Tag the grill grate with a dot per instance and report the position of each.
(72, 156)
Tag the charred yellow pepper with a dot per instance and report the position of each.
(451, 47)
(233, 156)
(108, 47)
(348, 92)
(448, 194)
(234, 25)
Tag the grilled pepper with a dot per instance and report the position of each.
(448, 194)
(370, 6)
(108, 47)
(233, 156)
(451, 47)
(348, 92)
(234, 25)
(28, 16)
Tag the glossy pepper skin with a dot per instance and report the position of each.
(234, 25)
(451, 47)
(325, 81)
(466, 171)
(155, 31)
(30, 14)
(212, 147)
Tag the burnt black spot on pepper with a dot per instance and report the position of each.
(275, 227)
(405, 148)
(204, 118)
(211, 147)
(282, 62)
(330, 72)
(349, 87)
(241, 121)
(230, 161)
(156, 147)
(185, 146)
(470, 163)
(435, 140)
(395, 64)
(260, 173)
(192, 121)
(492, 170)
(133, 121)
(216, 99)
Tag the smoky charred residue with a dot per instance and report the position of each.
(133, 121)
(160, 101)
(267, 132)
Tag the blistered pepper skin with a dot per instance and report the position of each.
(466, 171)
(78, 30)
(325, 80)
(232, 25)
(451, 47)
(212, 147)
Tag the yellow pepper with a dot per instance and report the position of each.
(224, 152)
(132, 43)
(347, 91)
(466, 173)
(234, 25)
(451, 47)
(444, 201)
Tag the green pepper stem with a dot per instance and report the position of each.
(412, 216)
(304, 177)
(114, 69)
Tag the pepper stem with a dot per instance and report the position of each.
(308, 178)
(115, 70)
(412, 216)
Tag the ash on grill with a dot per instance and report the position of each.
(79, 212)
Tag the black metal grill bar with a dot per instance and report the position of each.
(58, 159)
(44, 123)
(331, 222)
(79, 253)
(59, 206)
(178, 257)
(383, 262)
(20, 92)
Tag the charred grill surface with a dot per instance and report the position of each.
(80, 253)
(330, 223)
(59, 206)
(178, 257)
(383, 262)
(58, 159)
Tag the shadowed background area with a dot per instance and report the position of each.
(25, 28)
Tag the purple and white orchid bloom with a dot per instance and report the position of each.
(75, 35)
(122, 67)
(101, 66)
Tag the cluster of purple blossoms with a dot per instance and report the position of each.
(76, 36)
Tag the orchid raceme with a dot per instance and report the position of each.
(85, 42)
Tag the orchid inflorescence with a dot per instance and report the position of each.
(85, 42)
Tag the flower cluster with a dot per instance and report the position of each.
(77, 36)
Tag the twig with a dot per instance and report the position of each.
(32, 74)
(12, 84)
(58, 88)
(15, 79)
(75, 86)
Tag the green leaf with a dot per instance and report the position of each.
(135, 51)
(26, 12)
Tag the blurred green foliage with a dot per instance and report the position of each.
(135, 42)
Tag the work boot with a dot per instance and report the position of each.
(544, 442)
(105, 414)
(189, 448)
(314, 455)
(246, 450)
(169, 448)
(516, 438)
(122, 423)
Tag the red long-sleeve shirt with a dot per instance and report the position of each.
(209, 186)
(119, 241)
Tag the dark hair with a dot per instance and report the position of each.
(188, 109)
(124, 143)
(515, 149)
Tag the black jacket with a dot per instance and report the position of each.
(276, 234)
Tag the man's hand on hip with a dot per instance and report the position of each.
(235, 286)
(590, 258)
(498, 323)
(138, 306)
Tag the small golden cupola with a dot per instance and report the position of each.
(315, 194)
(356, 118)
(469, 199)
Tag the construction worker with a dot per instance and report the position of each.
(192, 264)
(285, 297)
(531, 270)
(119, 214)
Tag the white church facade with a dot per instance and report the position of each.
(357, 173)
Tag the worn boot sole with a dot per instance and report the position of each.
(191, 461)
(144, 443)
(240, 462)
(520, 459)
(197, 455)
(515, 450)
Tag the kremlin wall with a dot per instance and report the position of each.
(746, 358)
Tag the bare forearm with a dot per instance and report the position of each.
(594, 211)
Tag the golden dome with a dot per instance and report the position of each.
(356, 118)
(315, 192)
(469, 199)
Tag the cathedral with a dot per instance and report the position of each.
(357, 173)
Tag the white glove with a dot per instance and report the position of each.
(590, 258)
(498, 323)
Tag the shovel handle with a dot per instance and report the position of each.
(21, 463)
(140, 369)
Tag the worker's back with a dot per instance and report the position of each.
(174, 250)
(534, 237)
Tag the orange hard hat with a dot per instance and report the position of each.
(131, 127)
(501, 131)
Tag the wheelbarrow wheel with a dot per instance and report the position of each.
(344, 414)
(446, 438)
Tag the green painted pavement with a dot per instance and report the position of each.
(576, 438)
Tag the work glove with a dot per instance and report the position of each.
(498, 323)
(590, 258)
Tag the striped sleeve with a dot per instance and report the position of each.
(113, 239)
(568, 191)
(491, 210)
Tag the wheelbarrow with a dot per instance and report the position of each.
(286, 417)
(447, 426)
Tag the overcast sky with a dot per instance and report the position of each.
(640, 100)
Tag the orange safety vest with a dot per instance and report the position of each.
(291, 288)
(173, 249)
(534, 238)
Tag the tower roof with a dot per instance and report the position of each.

• _СУТЬ ЗАДАНИЯ_:
Замените «orange» на «yellow» в записях от строки с «Tag the overcast» до самого конца записей и приведите эти строки целиком. Все остальное оставьте без изменений.

• _РЕЗУЛЬТАТ ВЫПОЛНЕНИЯ_:
Tag the overcast sky with a dot per instance and report the position of each.
(640, 100)
Tag the yellow safety vest with a dot per instance and report the position of each.
(291, 288)
(173, 249)
(534, 238)
Tag the tower roof with a dot per instance and report the position of each.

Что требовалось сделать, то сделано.